保育士の専門性について述べた文章で、現時点で考えられる代替資格として挙げられているものは何か答えてください。

## 提供された抜粋
====
独立行政法人 福祉医療機構
https://www.wam.go.jp/content/wamnet/pcpub/top/fukushiworkguide/jobguidejobtype/jobguide_job16.html

近年、未就学期においても発達障害や外国籍児童数の増加など多様化しており、その教育を担う幼稚園や保育所に勤務する人材の専門性の向上も求められています。
その際に問題になるのは、ほとんどの子どもが18ヶ月検診前に保育園に入園するため、発達障害の可能性のある子どもたちが保育所に集中する傾向にあることです。
現在、児童福祉に関する資格が保育士のみであることから、保育士が今以上に専門性を向上させる選択肢がないことは問題視しています。
しかし、保育士が専門性を身に付けるために、むやみに資格を増設することは得策ではなく、代替可能な既存資格があるのであれば活用すべきだと思います。
現時点で考えられる代替資格は特別支援学校教諭免許状です。
保育士が特別支援学校教諭免許状を取得することができるようになれば、多様性に富んだ子どもが構造的に集中してしまう保育所においても、そのための専門性を高める選択肢となりえます。
しかし、現在において、保育士は幼小中高いずれかの教員免許を取得後、特別支援学校、幼稚園、小学校、中学校、高校、中等教育学校に教員として3年以上在職したり、大学で一定の単位を修得したりしなければ特別支援学校教諭免許を取得することはできません
こうした社会の変化によって新たな必要性が高まった際に、本来の目的やその対策となりうる既存資格があるにもかかわらず、その選択が叶わない状態は望ましくありません。
次回の本にも書きましたが、保育士資格のみの有資格者であっても、特別支援学校教諭免許状を取得できるようにすべきです。
これらが改定されて改善されたとしても、同時に解決すべき問題があります。
それは資格に対する加算です。
保育士が向上心をもって多額の資金と数年間の時間を自らに投じて専門性を高めて実践の場で活かしたとしても、同時に保育士の待遇も向上しなければなりません。
投資回収ができなければ、誰も投資をしようとは思わないでしょう。
資格取得を保育士の向上心に頼るばかりでは専門性の向上は限定されます。
資格制度は専門性を提供した対価とセットで考えるべき課題です。
====
## データ抜粋
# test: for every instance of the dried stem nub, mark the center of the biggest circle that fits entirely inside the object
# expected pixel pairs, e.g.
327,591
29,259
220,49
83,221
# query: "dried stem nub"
====
## 作業結果
特別支援学校教諭免許状です。